■ **Objetivo declarado**
Atualize o texto fornecido de "Quem sabe, na" a "apartamento na praia.", reescrevendo esse trecho com "inverno" substituído por "outono".

■ **Texto fornecido**
▼
Quem sabe, na primavera, no verão...
Cardoso Filho
Algo está acontecendo. Talvez seja resultado
do inverno, mas o fato é que o grupo de amigos que frequento na Boca Maldita,
aos sábados, encolheu. Nas manhãs frias ou chuvosas, até faz sentido a redução,
e num desses dias éramos apenas três, o que, convenhamos, é desolador. A
explicação para o fenômeno parece ser fácil: estamos envelhecendo. Sim, o
envelhecimento nos faz mais tímidos diante de clima frio ou chuvoso e nos
prende mais ao abrigo doméstico e calor agradável dos cobertores. Mas a
resposta simples pode esconder mais alguma coisa.
Tem a casa ou apartamento na praia.
Sim, são concorrentes de respeito, especialmente quando espaçosos e
confortáveis e situam-se no litoral do Paraná, de rápido acesso, embora nenhuma
estrada brasileira, mesmo que bem cuidada, seja segura sob o excesso de carros
e caminhões e a frágil repressão a infrações por excessos de velocidade e
ultrapassagens proibidas. Por sinal, é incrível como tombam os nossos caminhões
em rodovias e sempre pela explicação fácil de que os freios falharam,
justificativa que, se aceita, nos levaria a concluir que os fabricantes de
caminhões, apesar de há tanto tempo no ramo, ainda não aprenderam a fabricá-los
bem.
Outra explicação plausível para as
ausências na Boca é a saúde. Aliás, em dois anos sofremos duas perdas bastante sentidas:
Hugo Barreto e Francisco Macedo, frequentadores quase infalíveis dos encontros
dos sábados. Infelizmente, foram chamados para onde suponho que estejam muito
melhor do que neste mundo nem sempre ameno e pouco sensato.
▲
■ **Linhas listadas**
▼
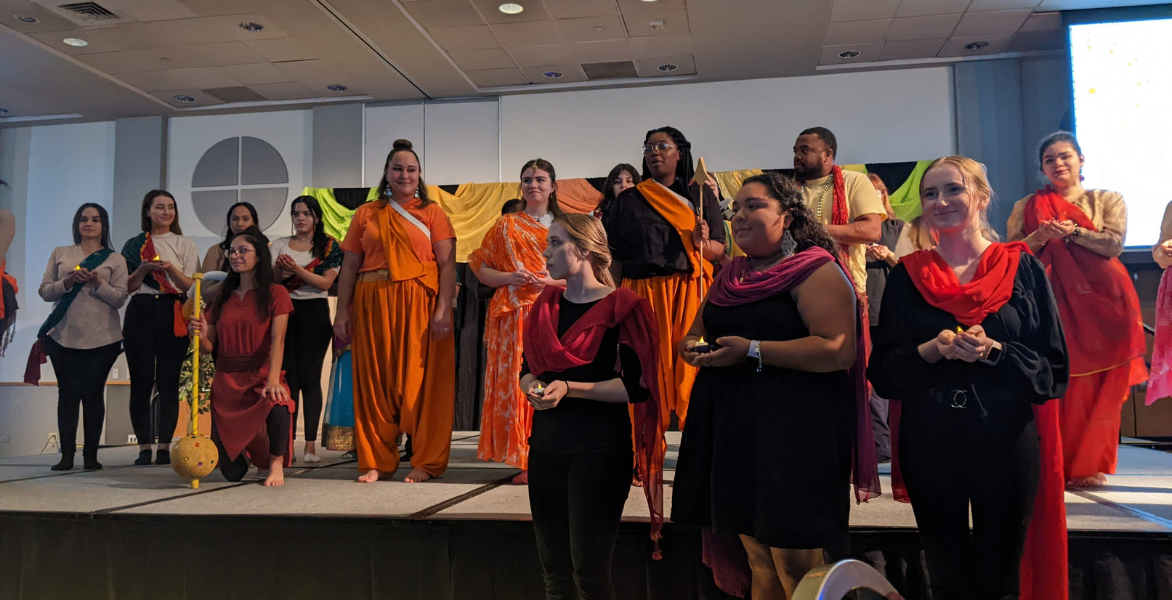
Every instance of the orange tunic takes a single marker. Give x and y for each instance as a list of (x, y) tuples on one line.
▲
▼
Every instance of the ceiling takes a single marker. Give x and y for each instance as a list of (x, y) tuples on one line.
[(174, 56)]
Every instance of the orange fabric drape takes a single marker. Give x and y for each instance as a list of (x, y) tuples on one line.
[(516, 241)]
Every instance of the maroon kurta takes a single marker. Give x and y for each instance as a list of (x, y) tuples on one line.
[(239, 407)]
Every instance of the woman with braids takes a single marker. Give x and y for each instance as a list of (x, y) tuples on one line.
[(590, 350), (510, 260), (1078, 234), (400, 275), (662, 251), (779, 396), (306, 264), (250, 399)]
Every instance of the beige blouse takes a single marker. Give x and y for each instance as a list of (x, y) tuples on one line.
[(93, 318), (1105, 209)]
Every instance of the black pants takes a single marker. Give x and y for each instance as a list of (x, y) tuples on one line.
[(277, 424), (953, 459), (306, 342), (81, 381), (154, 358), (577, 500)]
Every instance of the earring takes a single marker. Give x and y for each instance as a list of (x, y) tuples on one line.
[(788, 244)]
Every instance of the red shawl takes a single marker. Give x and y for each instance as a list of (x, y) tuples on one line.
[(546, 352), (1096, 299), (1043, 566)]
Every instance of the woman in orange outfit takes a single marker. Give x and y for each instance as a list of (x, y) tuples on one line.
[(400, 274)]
▲
▼
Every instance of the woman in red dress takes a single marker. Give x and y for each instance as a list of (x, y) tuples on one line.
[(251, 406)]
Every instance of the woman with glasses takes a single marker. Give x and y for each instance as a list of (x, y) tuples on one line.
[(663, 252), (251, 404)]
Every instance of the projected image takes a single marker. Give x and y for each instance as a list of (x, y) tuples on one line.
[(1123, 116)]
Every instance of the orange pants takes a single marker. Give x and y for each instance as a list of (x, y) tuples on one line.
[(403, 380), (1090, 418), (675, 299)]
▲
■ **Tarefa concluída**
Quem sabe, na primavera, no verão...
Cardoso Filho
Algo está acontecendo. Talvez seja resultado
do outono, mas o fato é que o grupo de amigos que frequento na Boca Maldita,
aos sábados, encolheu. Nas manhãs frias ou chuvosas, até faz sentido a redução,
e num desses dias éramos apenas três, o que, convenhamos, é desolador. A
explicação para o fenômeno parece ser fácil: estamos envelhecendo. Sim, o
envelhecimento nos faz mais tímidos diante de clima frio ou chuvoso e nos
prende mais ao abrigo doméstico e calor agradável dos cobertores. Mas a
resposta simples pode esconder mais alguma coisa.
Tem a casa ou apartamento na praia.